Repeat the lines below exactly as they appear, but leave out the images.

══ Input records

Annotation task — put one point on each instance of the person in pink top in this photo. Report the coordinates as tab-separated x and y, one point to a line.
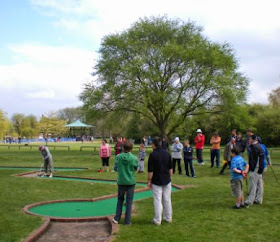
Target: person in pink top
105	154
199	146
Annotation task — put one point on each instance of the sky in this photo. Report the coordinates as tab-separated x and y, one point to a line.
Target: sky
48	48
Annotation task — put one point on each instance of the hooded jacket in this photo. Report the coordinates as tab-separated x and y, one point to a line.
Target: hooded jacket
127	163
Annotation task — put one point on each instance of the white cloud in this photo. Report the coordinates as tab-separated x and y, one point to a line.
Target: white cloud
57	73
45	72
41	94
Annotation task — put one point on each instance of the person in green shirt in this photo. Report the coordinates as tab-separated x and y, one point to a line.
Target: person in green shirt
127	164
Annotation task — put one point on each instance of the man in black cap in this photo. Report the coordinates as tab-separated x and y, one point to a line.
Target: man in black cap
256	166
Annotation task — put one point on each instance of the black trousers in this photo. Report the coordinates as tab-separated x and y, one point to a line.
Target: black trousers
224	167
199	155
179	165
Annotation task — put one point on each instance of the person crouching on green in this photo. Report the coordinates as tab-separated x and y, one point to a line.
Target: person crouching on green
127	164
237	173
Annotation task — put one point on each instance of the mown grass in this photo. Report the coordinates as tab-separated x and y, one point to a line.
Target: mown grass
200	213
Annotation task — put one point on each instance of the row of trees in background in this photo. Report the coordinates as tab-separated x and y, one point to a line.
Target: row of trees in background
262	119
29	126
162	77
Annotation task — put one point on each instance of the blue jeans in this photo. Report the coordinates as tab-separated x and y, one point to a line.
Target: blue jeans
115	165
188	162
129	190
215	153
199	156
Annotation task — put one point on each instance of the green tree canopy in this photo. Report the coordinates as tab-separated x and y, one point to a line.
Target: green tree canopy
165	70
274	97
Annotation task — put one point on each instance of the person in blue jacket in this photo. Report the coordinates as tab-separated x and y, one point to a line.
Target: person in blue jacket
188	157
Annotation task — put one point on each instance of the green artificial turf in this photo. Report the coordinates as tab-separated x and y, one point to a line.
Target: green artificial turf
78	209
200	213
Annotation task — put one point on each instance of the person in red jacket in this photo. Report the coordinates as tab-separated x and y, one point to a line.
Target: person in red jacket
105	154
199	146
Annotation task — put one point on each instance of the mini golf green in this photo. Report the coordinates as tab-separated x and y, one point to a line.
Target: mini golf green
65	178
82	209
38	168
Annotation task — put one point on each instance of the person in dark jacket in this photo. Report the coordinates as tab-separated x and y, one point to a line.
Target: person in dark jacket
227	154
188	157
256	166
240	143
164	143
159	179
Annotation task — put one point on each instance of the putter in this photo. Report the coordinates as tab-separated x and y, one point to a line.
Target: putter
274	174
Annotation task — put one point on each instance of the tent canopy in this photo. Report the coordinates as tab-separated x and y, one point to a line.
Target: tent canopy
78	124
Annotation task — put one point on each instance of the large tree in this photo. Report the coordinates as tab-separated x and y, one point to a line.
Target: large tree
165	70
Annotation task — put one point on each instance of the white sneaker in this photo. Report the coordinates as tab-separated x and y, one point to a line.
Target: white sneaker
168	220
156	223
115	221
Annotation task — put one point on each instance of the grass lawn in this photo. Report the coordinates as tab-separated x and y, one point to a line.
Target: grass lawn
200	213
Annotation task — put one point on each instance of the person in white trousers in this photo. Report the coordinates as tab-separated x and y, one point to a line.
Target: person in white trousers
159	179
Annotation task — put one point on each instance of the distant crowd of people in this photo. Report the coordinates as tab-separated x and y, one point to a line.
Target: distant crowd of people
162	164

════

Response:
Annotation task — put one point on each instance of the person in pink top in this photo. Report the coordinates as tab-separated x and y, one point to a line.
Target: person in pink top
105	154
199	146
Annotation task — put one point on each instance of the sky in this photo. Report the coordinates as tab-separated x and y, one point to a line.
Target: sky
48	48
Annotation task — put one point on each instance of the hooded jacket in this photo. Report the coordinates as tab-separated x and y, one point to a line.
Target: hooded jacket
127	163
Annotation task — put one point on each instance of the white cloud in this photo. Report the coordinates as tab-separated x and y, one point to a line.
Target: white cloud
57	73
45	72
41	94
Annotation task — put one point on each instance of the person in green shirt in this photo. Report the coordinates as tab-separated x and y, one point to a line.
Target: person in green shirt
127	164
Annotation task — put one point on each instance of the man in black cap in this photo. Report the coordinates as tab-separated x and y, one point to a line.
Target: man in black cap
256	166
Annotation task — put one point on each instance of the black trousers in this photo. Report the coordinates as tab-separated x and y, one point to a line.
Target: black trousers
224	167
199	155
179	165
Annotation task — put one point on each instance of the person crouching on green in this photo. Report the coordinates as tab-separated x and y, one point to a line.
Target: person crouching on green
127	164
237	173
Annotation task — put one point on each instance of the mown grass in this photo. Report the coordinates as tab-separated x and y, one point to a line.
Target: mown grass
200	213
Annotation task — put one point on each instance of the row of trees in background in this photo. Report the coordinates as tab-separated x and y, one point to a line.
Target: row of trees in background
262	119
29	126
162	77
Annotation task — put one point on each instance of the blue jeans in this photo. Report the coordinates as tab-separated x and y, one point to a line.
Target: blue jeans
115	165
188	162
129	190
215	153
199	156
Annotation task — put one point on each instance of the green tree canopy in this photo. Report the coordinates as tab-separated x and y, one point to a line.
Target: green tree canopy
165	70
274	97
Annotation task — put one point on each instance of the person in blue jacket in this photo. Report the coordinates as tab-separated x and y, one point to a line.
Target: person in blue jacket
188	157
Annotation task — put one point on each instance of the green artificial turf in this photo. Report the coordinates as tab-separated x and y, one point to a line.
Target: green artificial turf
78	209
200	213
Annotation task — put one point on each instance of the person in red jacket in this photo. Report the coordinates as tab-separated x and y, one point to a line.
Target: person in red jacket
105	154
199	146
Annotation task — put one point on each instance of the mini golf green in this photo. Report the coordinates as tab-separated x and y, one point to a line.
Target: mini golf green
65	178
82	209
38	168
Annotation task — put one point on each instance of the person in dark jacket in this photo. Report the coordinates as tab-separated x and y, one point to a line.
Target: person in dark jacket
227	154
188	157
256	166
240	143
164	143
159	179
Annotation task — put one point on each instance of the putter in this photo. Report the coordinates as tab-separated x and y, one point to a line.
Target: putter
274	174
Annotation task — put one point on each instance of the tent canopy in this photo. Report the coordinates as tab-separated x and y, one point to a line.
Target: tent canopy
78	124
Annotation task — put one point on each instance of the large tree in this photo. Report the coordinates as tab-separated x and y, one point to a line.
Target: large tree
165	70
Annotation task — put one point on each instance of the white sneaker in this photo. Report the coordinates as tab-separated x and y, one point to a line.
Target: white sneaker
168	220
156	223
115	221
Annotation task — put one point on each instance of the grass lawn in this photo. Report the coordinates as tab-separated x and y, one point to a line.
Target: grass lawn
200	213
Annotation task — put one point on each instance of the person in white trousers in this photo. Report the coordinates as tab-separated x and y, one point to a line.
Target: person in white trousers
159	179
Annotation task — put one point on each instance of the distant crowd of people in this photo. Report the coordinates as tab-separated x and y, one point to a line.
Target: distant crowd of people
162	164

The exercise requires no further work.